> _INSTRUCTIONS FOR THE TASK_: Repeat the entire listing exactly. Omit all pictures.
*** Begin section ***
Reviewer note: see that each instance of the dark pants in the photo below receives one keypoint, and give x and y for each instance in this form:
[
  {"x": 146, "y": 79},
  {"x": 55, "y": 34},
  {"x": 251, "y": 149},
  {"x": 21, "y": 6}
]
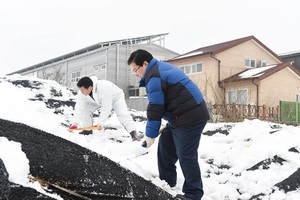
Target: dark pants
[{"x": 181, "y": 144}]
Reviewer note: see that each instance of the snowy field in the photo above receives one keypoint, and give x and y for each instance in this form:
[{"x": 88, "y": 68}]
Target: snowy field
[{"x": 237, "y": 160}]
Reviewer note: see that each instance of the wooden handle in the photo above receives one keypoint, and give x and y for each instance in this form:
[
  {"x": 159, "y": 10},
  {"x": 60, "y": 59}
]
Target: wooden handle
[{"x": 88, "y": 128}]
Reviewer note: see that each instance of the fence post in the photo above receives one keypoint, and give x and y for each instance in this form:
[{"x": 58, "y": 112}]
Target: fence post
[
  {"x": 297, "y": 113},
  {"x": 264, "y": 112}
]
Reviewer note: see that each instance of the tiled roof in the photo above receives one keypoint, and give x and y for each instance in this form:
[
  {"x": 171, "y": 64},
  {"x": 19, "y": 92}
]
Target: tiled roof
[{"x": 217, "y": 48}]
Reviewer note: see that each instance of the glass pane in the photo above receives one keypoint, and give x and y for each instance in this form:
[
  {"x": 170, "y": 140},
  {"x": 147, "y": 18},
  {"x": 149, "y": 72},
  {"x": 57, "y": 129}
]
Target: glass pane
[
  {"x": 242, "y": 97},
  {"x": 187, "y": 69},
  {"x": 252, "y": 63}
]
*** End section ***
> _ANSWER TO THIS EXERCISE_:
Reviewer note: see that each instance of the dark pants in the photo below receives one keypoint, and give x and y for each instance in this form:
[
  {"x": 146, "y": 79},
  {"x": 55, "y": 34},
  {"x": 251, "y": 149},
  {"x": 21, "y": 6}
]
Target: dark pants
[{"x": 181, "y": 144}]
Reviewer note: see that each instance of the snowy field in the photo above receives one keypoint, and give x and y for each instance in this form:
[{"x": 88, "y": 68}]
Target: snowy field
[{"x": 237, "y": 160}]
Reviewer note: see that each instance of the wooden handle in the photo above receives one keypoint, and give x and y for each instance in this form:
[
  {"x": 159, "y": 10},
  {"x": 60, "y": 59}
]
Target: wooden handle
[{"x": 88, "y": 128}]
Reviewer note: see that each instance of the fence post in the photo above receives one keypoint, and give x and y for each instance in this form:
[{"x": 58, "y": 112}]
Target: fence post
[
  {"x": 297, "y": 113},
  {"x": 264, "y": 112}
]
Reviewer note: see that each instance of the tiled roof in the photo above receives one keypoint, and give x and y for each instance in this form:
[
  {"x": 171, "y": 64},
  {"x": 19, "y": 92}
]
Target: tiled roof
[{"x": 217, "y": 48}]
Reviewer note: see that each instance of the glass pane in the photo above receives one keypoint, and give x and y for each instance in this form:
[
  {"x": 170, "y": 140},
  {"x": 147, "y": 18},
  {"x": 149, "y": 72},
  {"x": 57, "y": 129}
]
Target: glass pane
[
  {"x": 242, "y": 97},
  {"x": 187, "y": 69},
  {"x": 252, "y": 63}
]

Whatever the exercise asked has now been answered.